• **Rows**
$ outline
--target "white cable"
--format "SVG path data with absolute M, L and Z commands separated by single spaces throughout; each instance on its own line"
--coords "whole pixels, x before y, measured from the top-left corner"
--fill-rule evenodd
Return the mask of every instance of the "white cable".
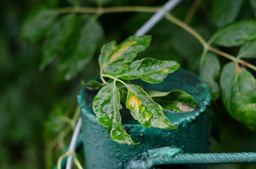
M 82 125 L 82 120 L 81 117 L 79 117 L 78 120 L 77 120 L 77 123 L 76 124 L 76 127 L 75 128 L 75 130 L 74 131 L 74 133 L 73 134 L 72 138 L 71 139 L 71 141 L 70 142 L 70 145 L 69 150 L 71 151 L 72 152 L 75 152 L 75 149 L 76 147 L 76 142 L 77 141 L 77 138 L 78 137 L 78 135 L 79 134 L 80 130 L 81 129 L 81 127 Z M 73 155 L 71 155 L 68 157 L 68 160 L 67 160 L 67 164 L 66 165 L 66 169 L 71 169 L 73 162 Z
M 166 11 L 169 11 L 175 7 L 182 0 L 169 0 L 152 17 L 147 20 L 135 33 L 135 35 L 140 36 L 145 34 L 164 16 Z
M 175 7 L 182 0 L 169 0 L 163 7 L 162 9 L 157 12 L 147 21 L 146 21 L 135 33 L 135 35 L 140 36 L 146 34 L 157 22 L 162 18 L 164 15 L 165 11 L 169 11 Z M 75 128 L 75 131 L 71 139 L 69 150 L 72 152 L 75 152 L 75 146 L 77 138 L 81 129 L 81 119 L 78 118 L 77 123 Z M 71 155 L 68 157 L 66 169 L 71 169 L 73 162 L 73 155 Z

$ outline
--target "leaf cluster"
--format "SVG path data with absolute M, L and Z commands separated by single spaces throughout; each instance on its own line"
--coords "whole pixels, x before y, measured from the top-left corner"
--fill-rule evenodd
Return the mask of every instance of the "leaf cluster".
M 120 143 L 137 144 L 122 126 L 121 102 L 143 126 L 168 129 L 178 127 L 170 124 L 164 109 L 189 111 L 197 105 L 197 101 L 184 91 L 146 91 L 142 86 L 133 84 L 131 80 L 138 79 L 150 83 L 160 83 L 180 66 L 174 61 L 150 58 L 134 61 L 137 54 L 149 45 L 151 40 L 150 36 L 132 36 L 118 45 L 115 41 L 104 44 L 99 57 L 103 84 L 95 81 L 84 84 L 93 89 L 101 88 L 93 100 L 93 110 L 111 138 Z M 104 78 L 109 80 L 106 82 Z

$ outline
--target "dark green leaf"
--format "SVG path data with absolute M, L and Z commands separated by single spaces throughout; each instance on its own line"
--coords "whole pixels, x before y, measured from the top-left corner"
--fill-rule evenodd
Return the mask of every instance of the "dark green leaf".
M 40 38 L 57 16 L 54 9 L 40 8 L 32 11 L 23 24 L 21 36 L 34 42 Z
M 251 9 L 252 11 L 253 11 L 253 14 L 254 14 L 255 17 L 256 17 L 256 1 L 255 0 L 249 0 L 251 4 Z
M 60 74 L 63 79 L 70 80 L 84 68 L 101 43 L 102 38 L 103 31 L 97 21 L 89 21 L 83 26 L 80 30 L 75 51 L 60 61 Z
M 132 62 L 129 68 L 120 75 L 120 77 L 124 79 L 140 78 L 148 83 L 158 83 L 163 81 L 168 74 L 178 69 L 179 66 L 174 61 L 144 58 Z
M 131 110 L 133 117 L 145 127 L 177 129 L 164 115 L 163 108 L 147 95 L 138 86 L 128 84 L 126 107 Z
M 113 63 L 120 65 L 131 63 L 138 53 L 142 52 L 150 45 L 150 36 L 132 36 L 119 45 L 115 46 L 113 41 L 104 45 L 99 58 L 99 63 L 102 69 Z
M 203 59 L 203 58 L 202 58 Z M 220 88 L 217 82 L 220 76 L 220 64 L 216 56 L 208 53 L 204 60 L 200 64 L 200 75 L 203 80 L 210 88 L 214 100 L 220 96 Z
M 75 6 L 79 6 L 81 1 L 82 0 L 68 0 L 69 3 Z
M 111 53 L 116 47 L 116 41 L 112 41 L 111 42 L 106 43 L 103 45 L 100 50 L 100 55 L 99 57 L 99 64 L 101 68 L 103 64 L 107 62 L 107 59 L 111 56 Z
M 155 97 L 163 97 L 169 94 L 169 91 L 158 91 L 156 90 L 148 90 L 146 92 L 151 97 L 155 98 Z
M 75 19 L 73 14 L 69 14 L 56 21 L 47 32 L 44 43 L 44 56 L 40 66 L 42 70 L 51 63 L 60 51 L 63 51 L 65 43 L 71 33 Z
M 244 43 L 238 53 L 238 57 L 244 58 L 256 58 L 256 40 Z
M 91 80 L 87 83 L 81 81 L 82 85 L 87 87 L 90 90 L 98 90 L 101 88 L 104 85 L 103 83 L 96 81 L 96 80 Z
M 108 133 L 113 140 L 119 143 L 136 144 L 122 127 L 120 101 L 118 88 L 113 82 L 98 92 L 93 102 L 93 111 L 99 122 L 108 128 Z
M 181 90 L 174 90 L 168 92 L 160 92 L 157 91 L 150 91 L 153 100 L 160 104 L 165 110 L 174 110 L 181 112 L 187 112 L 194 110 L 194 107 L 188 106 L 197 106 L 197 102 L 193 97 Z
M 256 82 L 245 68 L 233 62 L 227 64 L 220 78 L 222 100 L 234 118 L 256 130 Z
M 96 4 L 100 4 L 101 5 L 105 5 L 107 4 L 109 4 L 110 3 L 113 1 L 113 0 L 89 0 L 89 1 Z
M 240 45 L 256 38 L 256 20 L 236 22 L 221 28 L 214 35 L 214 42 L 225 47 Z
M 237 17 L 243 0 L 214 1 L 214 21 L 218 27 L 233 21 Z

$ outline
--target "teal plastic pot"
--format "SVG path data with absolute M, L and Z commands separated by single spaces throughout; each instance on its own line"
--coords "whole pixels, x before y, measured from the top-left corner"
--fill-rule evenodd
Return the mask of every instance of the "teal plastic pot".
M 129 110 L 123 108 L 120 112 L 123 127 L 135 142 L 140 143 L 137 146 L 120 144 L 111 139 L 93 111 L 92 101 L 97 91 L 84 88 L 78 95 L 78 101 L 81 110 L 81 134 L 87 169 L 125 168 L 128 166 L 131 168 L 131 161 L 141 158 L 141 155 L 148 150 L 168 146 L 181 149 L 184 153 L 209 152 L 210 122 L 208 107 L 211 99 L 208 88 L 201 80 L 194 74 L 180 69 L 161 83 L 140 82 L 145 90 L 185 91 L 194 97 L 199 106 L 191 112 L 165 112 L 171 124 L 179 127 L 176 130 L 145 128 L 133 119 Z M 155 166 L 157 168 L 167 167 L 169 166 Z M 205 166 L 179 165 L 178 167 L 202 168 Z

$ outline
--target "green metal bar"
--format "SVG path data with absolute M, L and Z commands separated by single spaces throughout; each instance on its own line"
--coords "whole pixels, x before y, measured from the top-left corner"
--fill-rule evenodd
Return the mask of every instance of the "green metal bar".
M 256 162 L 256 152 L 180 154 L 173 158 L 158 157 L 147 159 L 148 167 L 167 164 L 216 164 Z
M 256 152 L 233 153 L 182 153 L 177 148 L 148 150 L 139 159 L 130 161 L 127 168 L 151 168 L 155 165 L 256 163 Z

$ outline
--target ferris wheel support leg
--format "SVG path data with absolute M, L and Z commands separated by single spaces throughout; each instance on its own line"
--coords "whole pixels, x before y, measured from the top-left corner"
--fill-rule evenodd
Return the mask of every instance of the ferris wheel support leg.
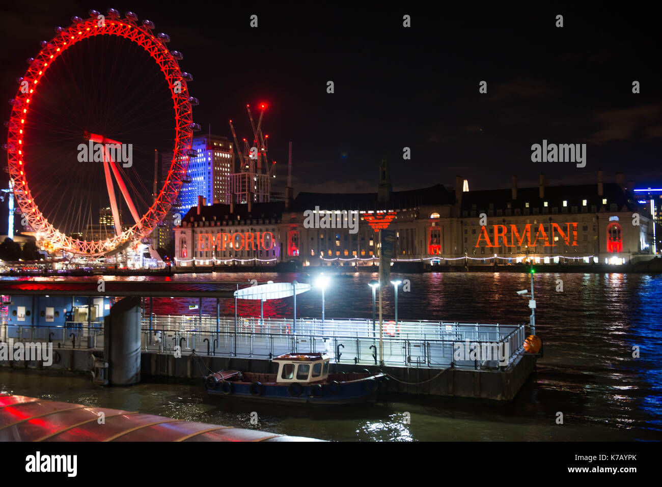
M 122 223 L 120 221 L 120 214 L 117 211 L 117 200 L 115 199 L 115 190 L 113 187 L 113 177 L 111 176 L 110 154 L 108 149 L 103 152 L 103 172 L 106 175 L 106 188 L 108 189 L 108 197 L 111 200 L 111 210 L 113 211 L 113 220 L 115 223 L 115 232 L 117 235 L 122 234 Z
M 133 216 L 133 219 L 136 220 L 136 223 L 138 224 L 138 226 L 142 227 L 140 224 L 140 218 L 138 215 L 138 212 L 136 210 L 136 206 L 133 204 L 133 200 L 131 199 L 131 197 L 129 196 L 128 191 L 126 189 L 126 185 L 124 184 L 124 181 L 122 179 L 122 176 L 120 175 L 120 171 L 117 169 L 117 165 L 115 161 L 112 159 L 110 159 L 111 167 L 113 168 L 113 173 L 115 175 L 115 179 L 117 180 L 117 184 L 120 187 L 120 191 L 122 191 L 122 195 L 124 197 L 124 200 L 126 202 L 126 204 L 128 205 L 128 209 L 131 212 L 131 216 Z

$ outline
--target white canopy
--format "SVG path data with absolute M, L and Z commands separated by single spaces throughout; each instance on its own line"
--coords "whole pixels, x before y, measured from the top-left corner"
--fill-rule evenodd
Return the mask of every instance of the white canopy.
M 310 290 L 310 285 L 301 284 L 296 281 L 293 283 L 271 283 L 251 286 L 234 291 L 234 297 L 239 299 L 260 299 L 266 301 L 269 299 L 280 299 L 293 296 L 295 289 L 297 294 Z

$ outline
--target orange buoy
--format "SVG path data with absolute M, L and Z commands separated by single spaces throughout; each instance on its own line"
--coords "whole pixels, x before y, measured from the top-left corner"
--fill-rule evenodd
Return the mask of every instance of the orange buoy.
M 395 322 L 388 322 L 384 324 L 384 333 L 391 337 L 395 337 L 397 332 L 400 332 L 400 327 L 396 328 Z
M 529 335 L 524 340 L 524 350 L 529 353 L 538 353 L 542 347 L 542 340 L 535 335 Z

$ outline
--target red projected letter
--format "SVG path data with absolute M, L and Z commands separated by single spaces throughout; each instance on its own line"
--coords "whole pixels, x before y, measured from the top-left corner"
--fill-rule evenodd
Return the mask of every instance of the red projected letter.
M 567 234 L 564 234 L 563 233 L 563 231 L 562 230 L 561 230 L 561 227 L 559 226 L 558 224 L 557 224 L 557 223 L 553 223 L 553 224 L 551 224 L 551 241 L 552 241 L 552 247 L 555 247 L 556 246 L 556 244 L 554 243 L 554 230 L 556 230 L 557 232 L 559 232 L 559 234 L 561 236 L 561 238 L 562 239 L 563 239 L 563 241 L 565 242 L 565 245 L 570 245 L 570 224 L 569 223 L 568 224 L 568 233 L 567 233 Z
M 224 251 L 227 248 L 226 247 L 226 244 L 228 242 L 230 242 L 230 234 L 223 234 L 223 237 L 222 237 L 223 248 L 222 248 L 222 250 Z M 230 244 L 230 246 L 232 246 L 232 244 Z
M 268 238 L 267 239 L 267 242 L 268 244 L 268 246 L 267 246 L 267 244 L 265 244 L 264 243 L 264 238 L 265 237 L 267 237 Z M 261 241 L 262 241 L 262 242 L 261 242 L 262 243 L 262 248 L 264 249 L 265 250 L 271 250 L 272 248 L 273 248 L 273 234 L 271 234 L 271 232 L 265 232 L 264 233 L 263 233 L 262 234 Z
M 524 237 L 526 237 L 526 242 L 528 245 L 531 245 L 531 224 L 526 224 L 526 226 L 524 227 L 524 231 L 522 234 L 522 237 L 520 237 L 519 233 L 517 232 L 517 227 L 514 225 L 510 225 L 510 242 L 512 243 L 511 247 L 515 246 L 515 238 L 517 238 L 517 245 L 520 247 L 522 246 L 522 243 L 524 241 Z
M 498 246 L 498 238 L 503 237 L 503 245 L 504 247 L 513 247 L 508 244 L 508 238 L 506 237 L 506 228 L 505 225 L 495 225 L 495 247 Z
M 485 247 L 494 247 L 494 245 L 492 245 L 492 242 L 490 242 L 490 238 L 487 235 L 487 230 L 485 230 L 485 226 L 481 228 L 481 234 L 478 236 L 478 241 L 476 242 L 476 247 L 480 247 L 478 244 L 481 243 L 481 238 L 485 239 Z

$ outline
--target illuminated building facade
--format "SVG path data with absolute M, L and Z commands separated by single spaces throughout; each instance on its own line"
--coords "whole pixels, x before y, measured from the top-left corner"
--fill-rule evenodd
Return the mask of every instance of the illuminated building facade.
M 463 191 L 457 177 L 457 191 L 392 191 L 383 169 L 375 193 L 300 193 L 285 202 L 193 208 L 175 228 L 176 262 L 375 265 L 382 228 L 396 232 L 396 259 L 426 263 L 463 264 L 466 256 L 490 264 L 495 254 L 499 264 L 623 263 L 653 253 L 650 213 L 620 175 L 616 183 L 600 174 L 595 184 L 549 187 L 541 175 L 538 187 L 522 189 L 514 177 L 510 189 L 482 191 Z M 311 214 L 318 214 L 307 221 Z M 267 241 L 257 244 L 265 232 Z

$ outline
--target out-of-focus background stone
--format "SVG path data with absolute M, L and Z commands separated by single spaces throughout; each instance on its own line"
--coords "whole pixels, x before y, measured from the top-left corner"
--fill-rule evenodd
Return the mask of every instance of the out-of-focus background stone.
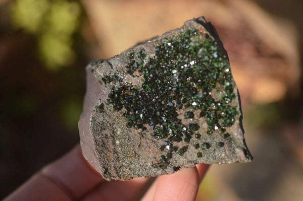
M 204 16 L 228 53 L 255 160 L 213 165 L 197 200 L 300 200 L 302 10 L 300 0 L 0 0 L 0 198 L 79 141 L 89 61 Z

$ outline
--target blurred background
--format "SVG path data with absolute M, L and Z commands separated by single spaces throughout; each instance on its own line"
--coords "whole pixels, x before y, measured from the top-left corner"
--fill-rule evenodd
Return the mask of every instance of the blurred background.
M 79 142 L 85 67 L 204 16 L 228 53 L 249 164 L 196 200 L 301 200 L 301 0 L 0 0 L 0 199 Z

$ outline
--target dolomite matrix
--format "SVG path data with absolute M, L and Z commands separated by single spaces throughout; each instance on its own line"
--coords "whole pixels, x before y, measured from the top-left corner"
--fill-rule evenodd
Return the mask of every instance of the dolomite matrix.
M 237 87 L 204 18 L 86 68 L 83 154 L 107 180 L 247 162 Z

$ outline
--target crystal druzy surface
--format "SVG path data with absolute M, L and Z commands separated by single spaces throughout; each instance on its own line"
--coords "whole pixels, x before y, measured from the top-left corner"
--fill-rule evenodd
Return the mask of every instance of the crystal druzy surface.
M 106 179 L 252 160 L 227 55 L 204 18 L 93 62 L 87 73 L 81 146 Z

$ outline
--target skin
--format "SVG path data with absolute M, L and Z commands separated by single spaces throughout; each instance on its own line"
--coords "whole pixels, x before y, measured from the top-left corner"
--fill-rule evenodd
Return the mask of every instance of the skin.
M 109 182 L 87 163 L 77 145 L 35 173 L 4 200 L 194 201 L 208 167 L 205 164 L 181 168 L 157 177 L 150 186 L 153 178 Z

• **Problem details**
Collect every line above that contains the word "focus", treating uppercase and lowercase letters as different.

• **Right answer**
--target out-of-focus background stone
Return the mask of every instance of the out-of-focus background stone.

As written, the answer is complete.